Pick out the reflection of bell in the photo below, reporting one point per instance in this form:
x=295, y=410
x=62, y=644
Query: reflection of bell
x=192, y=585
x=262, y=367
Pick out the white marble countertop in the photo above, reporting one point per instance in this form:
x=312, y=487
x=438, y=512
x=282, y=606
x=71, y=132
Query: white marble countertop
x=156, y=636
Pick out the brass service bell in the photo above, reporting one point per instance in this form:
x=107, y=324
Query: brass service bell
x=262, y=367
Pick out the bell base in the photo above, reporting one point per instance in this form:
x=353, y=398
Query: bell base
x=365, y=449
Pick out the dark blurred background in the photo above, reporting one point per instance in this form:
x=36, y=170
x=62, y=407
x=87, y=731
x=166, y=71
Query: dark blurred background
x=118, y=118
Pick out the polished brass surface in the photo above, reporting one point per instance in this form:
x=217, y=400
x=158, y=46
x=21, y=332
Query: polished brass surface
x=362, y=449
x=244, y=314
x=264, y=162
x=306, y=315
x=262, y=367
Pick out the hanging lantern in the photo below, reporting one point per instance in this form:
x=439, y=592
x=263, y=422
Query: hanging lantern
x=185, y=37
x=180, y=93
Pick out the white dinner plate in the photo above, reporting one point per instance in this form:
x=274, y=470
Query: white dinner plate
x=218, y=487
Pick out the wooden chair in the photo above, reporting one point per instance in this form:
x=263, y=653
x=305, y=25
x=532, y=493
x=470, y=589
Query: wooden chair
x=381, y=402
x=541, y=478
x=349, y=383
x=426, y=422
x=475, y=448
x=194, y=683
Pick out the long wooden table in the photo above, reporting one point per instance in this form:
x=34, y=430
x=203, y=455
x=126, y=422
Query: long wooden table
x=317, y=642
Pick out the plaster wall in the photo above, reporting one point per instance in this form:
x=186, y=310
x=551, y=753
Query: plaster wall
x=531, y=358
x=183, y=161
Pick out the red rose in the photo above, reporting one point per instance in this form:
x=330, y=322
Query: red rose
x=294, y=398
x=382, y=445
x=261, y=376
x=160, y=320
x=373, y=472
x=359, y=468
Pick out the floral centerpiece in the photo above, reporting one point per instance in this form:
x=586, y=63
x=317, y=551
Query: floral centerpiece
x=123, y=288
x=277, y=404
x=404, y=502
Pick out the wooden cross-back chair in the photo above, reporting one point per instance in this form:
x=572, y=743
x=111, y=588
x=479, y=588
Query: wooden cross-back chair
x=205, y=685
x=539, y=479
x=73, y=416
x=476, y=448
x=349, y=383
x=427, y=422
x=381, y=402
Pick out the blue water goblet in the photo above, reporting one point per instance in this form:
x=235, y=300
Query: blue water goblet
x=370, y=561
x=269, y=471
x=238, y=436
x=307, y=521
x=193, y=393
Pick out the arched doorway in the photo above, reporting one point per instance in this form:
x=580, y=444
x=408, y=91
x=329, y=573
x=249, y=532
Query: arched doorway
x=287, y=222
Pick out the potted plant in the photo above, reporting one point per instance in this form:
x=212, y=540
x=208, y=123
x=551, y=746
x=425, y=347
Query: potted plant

## What the exercise asks
Shift the rows starting at the first line and ending at the line that contains "x=365, y=449", writing every line out again, including the lines that ask for points. Add -46 to each number in the answer coordinates, but leave the numbers in the asking lines and their sample points unchanged.

## Correct output
Pick out the reflection of bell in the photo below, reporting one point per instance in this form:
x=295, y=410
x=62, y=644
Query: reflection of bell
x=146, y=539
x=216, y=321
Pick out the white marble countertop in the photo above, reporting one point per instance in this form:
x=312, y=487
x=438, y=512
x=282, y=606
x=71, y=132
Query: white marble countertop
x=110, y=590
Pick out the brass service bell in the photo above, reporting one point per instance in this form:
x=107, y=324
Query: brass service bell
x=216, y=321
Pick out the bell base in the photo above, reporting one point per instance in this form:
x=353, y=398
Query: bell base
x=319, y=403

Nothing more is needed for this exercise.